*Task details*
Return the lines below word for word, starting at the beginning of the records and going on through the line with "x=343, y=338". Leave the pictures out of your answer.

*Recorded data*
——
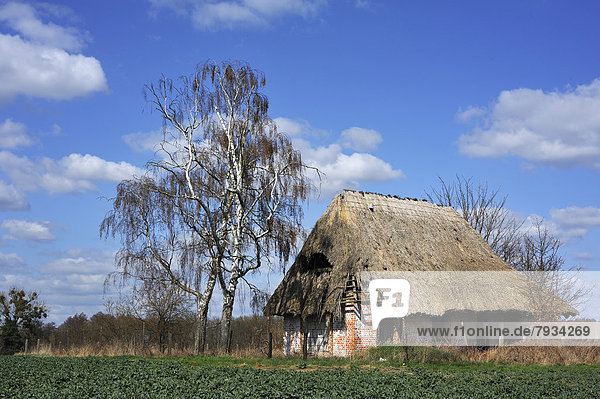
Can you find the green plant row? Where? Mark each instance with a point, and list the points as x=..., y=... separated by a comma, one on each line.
x=51, y=377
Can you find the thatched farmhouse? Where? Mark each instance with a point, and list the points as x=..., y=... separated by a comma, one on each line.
x=359, y=233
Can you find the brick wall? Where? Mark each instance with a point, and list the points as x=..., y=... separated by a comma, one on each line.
x=343, y=338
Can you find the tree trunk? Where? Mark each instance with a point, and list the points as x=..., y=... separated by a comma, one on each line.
x=226, y=316
x=202, y=311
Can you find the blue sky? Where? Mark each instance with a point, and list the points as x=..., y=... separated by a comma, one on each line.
x=381, y=96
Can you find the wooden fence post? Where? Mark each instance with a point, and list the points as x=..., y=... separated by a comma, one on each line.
x=229, y=342
x=304, y=337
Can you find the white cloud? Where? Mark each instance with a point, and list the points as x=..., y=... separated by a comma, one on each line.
x=360, y=139
x=36, y=62
x=341, y=170
x=216, y=15
x=470, y=113
x=556, y=128
x=70, y=174
x=28, y=231
x=71, y=283
x=12, y=135
x=10, y=262
x=12, y=199
x=577, y=219
x=23, y=19
x=81, y=261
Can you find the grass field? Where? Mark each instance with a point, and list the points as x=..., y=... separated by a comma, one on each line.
x=225, y=377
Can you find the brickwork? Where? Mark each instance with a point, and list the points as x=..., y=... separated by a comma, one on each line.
x=342, y=338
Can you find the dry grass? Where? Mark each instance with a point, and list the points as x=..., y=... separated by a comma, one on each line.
x=526, y=355
x=546, y=355
x=114, y=349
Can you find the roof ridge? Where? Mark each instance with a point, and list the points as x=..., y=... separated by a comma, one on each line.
x=387, y=195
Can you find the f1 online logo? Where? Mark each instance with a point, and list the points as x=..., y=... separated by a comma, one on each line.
x=388, y=298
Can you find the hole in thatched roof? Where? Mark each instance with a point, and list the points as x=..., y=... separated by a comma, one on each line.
x=317, y=262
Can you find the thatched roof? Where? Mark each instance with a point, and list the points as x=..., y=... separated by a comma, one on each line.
x=372, y=232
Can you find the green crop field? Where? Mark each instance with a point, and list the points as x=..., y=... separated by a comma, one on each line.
x=54, y=377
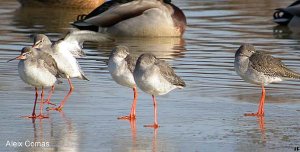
——
*Output for this exercise*
Can you find the green plant row? Where? Mark each instance with a point, and list the points as x=..., y=... separated by a comma, one on each line.
x=51, y=377
Can you find the thatched farmhouse? Where? Mark each instance with a point, and list the points as x=..., y=... separated by a comma, one on each line.
x=359, y=233
Can you find the brick wall? Where? Mark each instance with a point, and list the points as x=..., y=... separated by a comma, one on each line.
x=343, y=338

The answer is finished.